Data supplied.
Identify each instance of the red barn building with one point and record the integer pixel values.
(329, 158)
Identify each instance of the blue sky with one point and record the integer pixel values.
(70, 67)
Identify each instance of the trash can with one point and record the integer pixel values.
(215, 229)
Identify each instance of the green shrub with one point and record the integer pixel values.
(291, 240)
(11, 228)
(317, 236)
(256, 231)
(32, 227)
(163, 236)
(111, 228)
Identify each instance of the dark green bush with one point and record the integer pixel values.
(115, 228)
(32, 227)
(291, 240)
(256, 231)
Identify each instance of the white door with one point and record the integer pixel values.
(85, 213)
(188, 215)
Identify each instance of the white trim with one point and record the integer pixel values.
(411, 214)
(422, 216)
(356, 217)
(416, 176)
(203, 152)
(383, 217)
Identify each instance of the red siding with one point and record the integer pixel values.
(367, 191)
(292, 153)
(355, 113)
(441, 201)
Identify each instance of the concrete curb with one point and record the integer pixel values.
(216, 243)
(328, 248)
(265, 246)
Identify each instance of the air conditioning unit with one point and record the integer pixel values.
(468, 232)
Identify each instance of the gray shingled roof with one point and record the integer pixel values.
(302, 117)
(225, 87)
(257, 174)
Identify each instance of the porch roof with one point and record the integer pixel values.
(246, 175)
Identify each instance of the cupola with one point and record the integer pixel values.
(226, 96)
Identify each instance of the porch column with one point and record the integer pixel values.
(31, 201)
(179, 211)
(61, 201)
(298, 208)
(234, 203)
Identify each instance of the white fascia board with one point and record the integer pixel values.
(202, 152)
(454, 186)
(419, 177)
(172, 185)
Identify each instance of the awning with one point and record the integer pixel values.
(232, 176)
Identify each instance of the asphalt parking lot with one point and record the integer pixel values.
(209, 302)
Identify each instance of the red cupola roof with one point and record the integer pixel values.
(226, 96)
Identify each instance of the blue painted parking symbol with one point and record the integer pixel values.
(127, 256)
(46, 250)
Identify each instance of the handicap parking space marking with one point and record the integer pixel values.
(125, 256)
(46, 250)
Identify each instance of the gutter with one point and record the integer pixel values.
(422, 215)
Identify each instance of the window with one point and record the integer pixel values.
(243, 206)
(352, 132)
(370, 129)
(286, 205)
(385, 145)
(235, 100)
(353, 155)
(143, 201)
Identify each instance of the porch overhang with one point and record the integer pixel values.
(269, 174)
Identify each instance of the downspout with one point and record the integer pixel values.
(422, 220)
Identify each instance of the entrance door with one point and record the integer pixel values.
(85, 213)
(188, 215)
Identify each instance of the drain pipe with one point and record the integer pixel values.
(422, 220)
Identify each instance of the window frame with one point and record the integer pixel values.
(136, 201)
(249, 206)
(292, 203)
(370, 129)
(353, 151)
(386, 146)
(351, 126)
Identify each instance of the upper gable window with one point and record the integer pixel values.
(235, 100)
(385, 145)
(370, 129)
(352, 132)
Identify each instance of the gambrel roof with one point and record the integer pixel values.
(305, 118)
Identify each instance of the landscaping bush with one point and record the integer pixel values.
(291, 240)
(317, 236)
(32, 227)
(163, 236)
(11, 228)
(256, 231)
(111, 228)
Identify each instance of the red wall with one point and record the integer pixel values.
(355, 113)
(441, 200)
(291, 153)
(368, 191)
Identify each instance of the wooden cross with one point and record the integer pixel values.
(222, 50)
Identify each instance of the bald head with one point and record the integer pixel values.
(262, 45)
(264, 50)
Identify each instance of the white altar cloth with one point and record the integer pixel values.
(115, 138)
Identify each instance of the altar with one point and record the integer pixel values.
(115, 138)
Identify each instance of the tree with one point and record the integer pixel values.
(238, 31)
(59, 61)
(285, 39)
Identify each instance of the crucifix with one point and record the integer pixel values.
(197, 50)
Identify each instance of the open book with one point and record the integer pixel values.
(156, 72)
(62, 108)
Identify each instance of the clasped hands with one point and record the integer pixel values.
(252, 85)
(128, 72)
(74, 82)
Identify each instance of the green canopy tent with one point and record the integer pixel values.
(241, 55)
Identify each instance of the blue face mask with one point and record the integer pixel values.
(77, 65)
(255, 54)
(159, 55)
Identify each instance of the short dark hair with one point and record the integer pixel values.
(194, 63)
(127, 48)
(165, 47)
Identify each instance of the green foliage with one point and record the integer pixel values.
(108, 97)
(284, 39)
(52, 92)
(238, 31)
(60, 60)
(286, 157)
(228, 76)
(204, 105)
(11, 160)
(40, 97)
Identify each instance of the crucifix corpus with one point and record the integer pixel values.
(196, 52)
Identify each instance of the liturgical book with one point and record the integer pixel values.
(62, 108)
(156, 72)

Requirements. Give the entries again in full, exactly as they are written.

The solution.
Identify each instance of the red barn building with one point and record the integer pixel values.
(329, 158)
Identify each instance of the blue sky with one point and record the integer pixel values.
(70, 67)
Identify each instance of the trash can with one point and record the integer pixel values.
(215, 229)
Identify each instance of the green shrub with one point and record the integer pixel values.
(291, 240)
(11, 228)
(317, 236)
(256, 231)
(32, 227)
(163, 236)
(111, 228)
Identify each instance of the dark green bush with one point and record the integer pixel values.
(115, 228)
(32, 227)
(291, 240)
(256, 231)
Identify each instance of the white door with one point and record the integer pixel values.
(85, 213)
(188, 215)
Identify each instance of the white trim with one point and record the integer pixel values.
(411, 214)
(422, 216)
(356, 217)
(416, 176)
(203, 152)
(383, 217)
Identify each instance of the red siding with one point and record the integer pixel values.
(367, 191)
(292, 153)
(355, 113)
(441, 201)
Identify each instance of the concrete curb with one point and record the integer pixel values.
(216, 243)
(328, 248)
(265, 246)
Identify each instance of the air conditioning unit with one point and record the integer pixel values.
(468, 232)
Identify each instance of the gray shingled roof with one point and record the integer pixel values.
(302, 117)
(225, 87)
(257, 174)
Identify each instance of the porch roof with one point and record the integer pixel values.
(246, 175)
Identify each instance of the cupola with one point and record the integer pixel values.
(226, 96)
Identify each instance of the porch column with one point and record the integer pixel values.
(31, 201)
(179, 211)
(61, 201)
(298, 208)
(234, 203)
Identify each instance of the white fascia board with one point and record the integer pixel values.
(202, 152)
(454, 186)
(419, 177)
(172, 185)
Identify each instance of the awning with one point and record the integer pixel values.
(232, 176)
Identify each instance of the asphalt parking lot with one point and record the integer pixel values.
(209, 302)
Identify each instance of the red cupola roof with one point and record the integer pixel values.
(226, 96)
Identify each instance of the blue painted parking symbol with one point and record the integer pixel values.
(127, 256)
(46, 250)
Identify each instance of the handicap parking space marking with one point and record the integer pixel values.
(125, 256)
(46, 250)
Identify each instance of the gutter with one point and record the integer pixel values.
(422, 215)
Identify each instance of the window with one point and record the integer pixel values.
(243, 206)
(352, 132)
(370, 129)
(286, 205)
(385, 145)
(235, 100)
(353, 155)
(143, 201)
Identify each instance of the porch overhang with one point and record the integer pixel values.
(269, 174)
Identify each instance of the downspout with one point and record the integer pixel values.
(422, 220)
Identify each instance of the entrance door with one point and record the integer pixel values.
(85, 213)
(188, 215)
Identify each instance of the drain pipe with one point and record the integer pixel values.
(422, 220)
Identify each instance of the window frame with one point and record the integer pixel values.
(136, 201)
(249, 206)
(292, 203)
(370, 129)
(353, 151)
(386, 146)
(351, 126)
Identify each instance of the upper gable window with one point and record the integer pixel values.
(235, 100)
(385, 145)
(370, 129)
(352, 132)
Identify each instance of the gambrel roof with one point and record the integer pixel values.
(305, 118)
Identify each instance of the landscaping bush with one point and record the integer pixel values.
(291, 240)
(317, 236)
(32, 227)
(163, 236)
(11, 228)
(256, 231)
(111, 228)
Identify each instance of the red wall with one point and record the integer pixel values.
(355, 113)
(441, 200)
(291, 153)
(368, 191)
Identify each instance of the wooden cross with one point and record the integer pixel values.
(222, 50)
Identify each instance of the bald head with one point and record the integer pixel values.
(262, 45)
(264, 50)
Identify each instance of the white altar cloth with one point and record the integer pixel values.
(115, 138)
Identify each instance of the altar with one point and record the integer pixel values.
(115, 138)
Identify each instance of the tree with one point and record the integer pixel values.
(238, 31)
(59, 61)
(285, 39)
Identify each instance of the crucifix with one point and record the integer pixel values.
(197, 50)
Identify each instance of the open book with one point and record the integer pixel values.
(156, 72)
(62, 108)
Identify each instance of the clasped hands with one point and record the integer pixel values.
(252, 85)
(128, 72)
(74, 82)
Identify each instance of the green canopy tent with one point and record the integer pixel values.
(241, 55)
Identify each instance of the blue face mask with one point and record the integer pixel values.
(77, 65)
(255, 54)
(159, 55)
Identify each instance of the short dark hair with one point and record the integer pixel values.
(194, 63)
(127, 48)
(165, 47)
Identify each instance of the green foliage with one point and record the integer pixel values.
(108, 97)
(284, 39)
(52, 92)
(238, 31)
(60, 60)
(286, 157)
(228, 76)
(204, 105)
(11, 160)
(40, 97)
Identify each instance of the crucifix corpus with one point and record the integer pixel values.
(196, 52)
Identify each instance of the liturgical book with one point and record the integer pixel values.
(62, 108)
(156, 72)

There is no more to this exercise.